Assigned task 1
In the article about a Wadsworth High School teacher's COVID-19 case, how many days did she spend in the hospital?
Assigned task 2
Pick up the article about Vicki Mathews and her bout with COVID-19 after its final sentence, and keep writing it.

Source passage

⟨

BY KAYLA ROSS
Vicki Mathews, affectionately called Señora Mateos, is a spanish teacher at Wadsworth High School. She was diagnosed with COVID-19 in early October.
Mathews’s case became very serious, leading to the hospitalization of her and her husband, Scott Mathews. Although she is mostly recovered and has been back to school for a few weeks, some parts of her everyday life have been affected by this disease.
“I do still have some out of breath issues when I go up the stairs to get to my classroom,” said Mathews.
Mathews was in the hospital for nearly a week. Her husband’s case escalated to the point of hospitalization as well around the same time. His case was severe as well.
“ I spent six days in the hospital,” said Mathews. “I was very isolated. I only saw the doctors and nurses who came into my room. I was on the COVID-19 floor at Akron General. My husband was there too, and we never saw each other once while we were there.”
Of the fourteen beds available on the Akron General COVID-19 floor, eight were filled while the Mathews were there.
Mathews explains that she has taken many precautions since the very beginning of the pandemic.
“ I am very careful.” said Mathews. “I wear my mask, I wash my hands, I stay away from students. But we went to a fundraiser that was for the Norton and Barberton food bank. The fundraiser was at a restaurant and they spaced everybody out. We wore our masks in and we sat across from our friends. We ate dinner, we put our masks on, and we went back home. Not thinking we did anything risky at all. But, they [friends of Mathews] had been exposed to COVID-19 and didn’t realize it. We were victims, right across the table from them. Everyone at our table tested positive within the next ten days.”

⟩

Extracted data
⟨

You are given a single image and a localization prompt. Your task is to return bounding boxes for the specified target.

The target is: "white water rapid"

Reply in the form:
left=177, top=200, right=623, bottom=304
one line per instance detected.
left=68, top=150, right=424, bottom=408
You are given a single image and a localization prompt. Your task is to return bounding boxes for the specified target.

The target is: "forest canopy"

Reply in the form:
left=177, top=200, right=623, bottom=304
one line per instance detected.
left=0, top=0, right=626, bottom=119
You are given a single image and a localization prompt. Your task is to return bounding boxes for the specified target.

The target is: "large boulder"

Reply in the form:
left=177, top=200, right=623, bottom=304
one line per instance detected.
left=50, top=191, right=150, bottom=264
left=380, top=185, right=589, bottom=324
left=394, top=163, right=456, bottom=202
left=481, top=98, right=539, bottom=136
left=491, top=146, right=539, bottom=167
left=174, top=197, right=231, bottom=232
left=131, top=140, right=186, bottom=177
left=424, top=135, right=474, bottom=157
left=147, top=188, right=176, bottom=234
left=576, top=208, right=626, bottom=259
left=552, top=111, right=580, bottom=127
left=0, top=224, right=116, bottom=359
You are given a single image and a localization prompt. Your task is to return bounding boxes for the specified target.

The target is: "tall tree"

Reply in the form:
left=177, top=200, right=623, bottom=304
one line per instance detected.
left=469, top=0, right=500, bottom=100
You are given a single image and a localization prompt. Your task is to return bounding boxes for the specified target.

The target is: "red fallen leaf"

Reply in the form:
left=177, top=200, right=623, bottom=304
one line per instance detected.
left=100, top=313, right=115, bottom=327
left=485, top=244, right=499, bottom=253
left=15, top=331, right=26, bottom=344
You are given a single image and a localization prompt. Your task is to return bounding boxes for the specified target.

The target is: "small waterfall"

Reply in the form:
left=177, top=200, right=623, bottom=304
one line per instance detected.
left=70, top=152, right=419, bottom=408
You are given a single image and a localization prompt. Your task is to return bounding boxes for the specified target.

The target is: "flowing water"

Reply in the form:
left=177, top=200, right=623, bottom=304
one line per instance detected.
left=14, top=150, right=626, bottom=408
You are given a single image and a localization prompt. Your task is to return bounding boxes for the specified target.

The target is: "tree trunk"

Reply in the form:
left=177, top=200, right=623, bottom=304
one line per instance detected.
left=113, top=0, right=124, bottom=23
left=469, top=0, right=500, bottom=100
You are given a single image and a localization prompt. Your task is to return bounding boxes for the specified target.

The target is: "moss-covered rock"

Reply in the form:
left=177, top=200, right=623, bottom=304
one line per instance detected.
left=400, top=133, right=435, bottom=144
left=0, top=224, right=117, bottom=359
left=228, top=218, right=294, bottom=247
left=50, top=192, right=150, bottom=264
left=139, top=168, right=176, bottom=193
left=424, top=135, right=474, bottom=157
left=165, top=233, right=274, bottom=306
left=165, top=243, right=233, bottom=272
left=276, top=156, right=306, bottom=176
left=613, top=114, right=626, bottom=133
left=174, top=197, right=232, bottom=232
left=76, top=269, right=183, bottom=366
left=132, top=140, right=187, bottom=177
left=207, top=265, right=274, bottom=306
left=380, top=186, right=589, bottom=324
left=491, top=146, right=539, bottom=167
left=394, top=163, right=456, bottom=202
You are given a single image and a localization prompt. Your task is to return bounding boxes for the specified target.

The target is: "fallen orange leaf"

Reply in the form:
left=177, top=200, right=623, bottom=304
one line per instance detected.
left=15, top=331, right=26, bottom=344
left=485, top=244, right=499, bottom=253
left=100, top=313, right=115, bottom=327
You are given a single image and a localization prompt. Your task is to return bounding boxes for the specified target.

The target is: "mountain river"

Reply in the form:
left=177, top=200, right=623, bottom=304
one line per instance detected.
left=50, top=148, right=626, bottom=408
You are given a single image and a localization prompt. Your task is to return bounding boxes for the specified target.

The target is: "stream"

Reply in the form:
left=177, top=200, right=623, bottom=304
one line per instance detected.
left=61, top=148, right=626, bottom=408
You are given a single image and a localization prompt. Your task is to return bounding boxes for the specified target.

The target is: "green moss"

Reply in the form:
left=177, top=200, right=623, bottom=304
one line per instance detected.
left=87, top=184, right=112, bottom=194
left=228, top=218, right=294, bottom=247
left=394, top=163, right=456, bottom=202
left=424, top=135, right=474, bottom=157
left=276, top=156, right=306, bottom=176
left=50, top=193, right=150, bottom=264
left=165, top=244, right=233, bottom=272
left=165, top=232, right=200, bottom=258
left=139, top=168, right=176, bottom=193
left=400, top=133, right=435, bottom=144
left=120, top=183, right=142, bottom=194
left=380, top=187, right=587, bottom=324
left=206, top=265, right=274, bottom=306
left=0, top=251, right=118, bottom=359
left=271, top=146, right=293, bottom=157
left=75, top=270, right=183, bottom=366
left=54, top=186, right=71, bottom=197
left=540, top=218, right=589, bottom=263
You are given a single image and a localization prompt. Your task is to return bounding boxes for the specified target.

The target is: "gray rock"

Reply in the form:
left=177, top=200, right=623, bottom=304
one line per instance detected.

⟩

Exercise output 1
Six days.

Exercise output 2
In a seemingly low-risk environment, Mathews and her husband still contracted the virus, despite wearing their masks and following the social distancing precautions.
“My husband and myself had every symptom right away. We had fever, chills, cough, loss of taste, loss of smell, and our fevers didn’t go away.” said Mathews.
Her symptoms continued to get worse, although she notes that her friends’ symptoms were not as severe and comparable to the symptoms of the common cold.
Eventually, Mathews and her husband both got so sick that they decided to go to the emergency room. Before their cases reached that point, Mathews’s daughter sent an Amazon package with an oximeter to her parents’ front door.
“I read my finger.” said Mathews. “My oxygen level was at 84. My husband’s was at 92. I called my daughter and she said, ‘Mom, you’re supposed to have an oxygen level in the high nineties.’ So I called my doctor and she said to go immediately to the emergency room.”
By the time Mathews reached the emergency room, she already had additional complications resulting from COVID-19.
“They did a lot of tests, including a chest x-ray and an MRI.” said Mathews. “They found that I already had pneumonia setting in my lungs. They decided they were going to move me right into the COVID ward that night.”
With time and with the help of hospital staff and medicine, Mathews and her husband began to recover from the coronavirus.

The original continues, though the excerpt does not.